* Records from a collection
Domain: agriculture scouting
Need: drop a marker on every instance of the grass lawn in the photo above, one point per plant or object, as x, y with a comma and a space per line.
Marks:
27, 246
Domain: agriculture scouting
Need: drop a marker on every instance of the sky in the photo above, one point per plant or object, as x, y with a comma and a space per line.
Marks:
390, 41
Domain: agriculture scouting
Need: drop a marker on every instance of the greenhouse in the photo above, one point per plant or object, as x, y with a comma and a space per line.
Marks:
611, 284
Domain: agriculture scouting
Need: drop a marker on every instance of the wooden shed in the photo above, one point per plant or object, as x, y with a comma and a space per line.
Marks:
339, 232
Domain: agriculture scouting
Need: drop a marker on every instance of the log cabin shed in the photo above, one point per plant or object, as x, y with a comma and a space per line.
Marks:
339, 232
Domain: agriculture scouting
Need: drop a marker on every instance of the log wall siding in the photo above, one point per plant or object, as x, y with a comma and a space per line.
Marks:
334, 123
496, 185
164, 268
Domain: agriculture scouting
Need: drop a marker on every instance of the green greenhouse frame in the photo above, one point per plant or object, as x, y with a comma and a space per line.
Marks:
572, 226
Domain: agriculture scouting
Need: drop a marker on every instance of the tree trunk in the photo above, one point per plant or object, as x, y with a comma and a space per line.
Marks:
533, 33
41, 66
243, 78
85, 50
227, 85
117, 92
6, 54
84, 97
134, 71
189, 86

...

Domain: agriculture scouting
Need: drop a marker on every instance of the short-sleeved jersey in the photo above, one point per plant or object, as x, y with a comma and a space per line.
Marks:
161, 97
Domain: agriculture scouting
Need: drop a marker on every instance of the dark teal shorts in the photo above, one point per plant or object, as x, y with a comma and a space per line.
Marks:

==

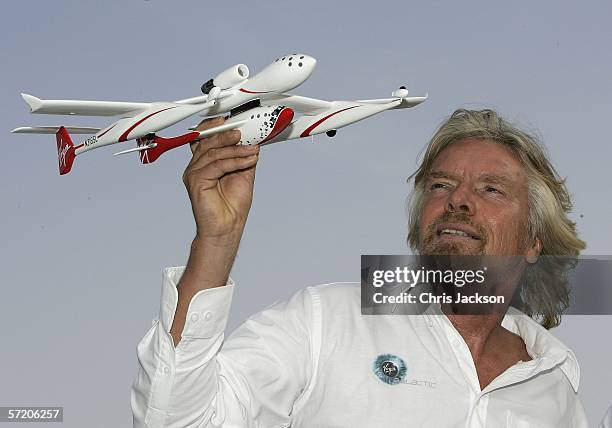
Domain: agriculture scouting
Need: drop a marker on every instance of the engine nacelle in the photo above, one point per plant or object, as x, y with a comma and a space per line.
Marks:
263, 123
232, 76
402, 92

* Request
State how many lines of the records above contain the string "greenhouse", treating uppercase and lowercase as distinct. Give only the number.

* Expected answer
2